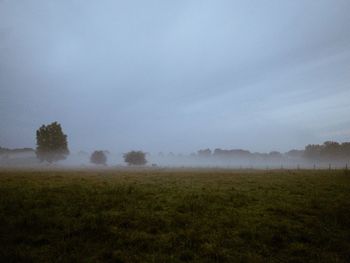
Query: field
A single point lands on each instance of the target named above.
(174, 216)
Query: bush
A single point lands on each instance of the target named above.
(135, 158)
(51, 143)
(98, 157)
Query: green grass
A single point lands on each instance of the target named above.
(175, 216)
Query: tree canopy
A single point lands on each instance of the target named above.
(98, 157)
(135, 158)
(51, 143)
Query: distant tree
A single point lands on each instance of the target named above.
(51, 143)
(98, 157)
(204, 153)
(135, 158)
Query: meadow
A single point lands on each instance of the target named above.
(178, 215)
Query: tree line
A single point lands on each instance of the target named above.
(52, 146)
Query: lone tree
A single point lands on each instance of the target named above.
(51, 143)
(135, 158)
(98, 157)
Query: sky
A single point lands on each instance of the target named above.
(176, 76)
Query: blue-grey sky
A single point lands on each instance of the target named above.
(176, 75)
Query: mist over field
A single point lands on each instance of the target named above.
(175, 76)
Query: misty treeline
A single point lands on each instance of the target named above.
(52, 146)
(328, 151)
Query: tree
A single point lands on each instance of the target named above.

.....

Your task is to reproduce all of the material exactly. The pictures stay out.

* [RESPONSE TO THIS TASK]
Query: field
A single point lands on each instance of the target named above.
(174, 216)
Query: bush
A single point lands on each instance of the target named above.
(135, 158)
(51, 143)
(98, 157)
Query: green grass
A single point lands on each instance of the target named above.
(175, 216)
Query: tree canopy
A single point lands on each instance of the target named above.
(98, 157)
(135, 158)
(51, 143)
Query: distant tree
A single point lands on each instance of the target named above.
(51, 143)
(98, 157)
(204, 153)
(135, 158)
Query: meadow
A single point lands on each instance of the target named above.
(178, 215)
Query: tree line
A single point lands on each instance of the target named above.
(52, 146)
Query: lone tree
A single point lands on each instance of the target named above.
(51, 143)
(135, 158)
(98, 157)
Query: sky
A single point lands on each instance of the target named above.
(176, 76)
Query: blue-grey sky
A single point lands on each instance of the target named above.
(176, 75)
Query: mist over field
A single point lands on each instance of the target named above.
(175, 76)
Query: misty treeline
A single point lands on each instance of the target named above.
(52, 146)
(328, 151)
Query: tree
A single point lands on each instance of the target named above.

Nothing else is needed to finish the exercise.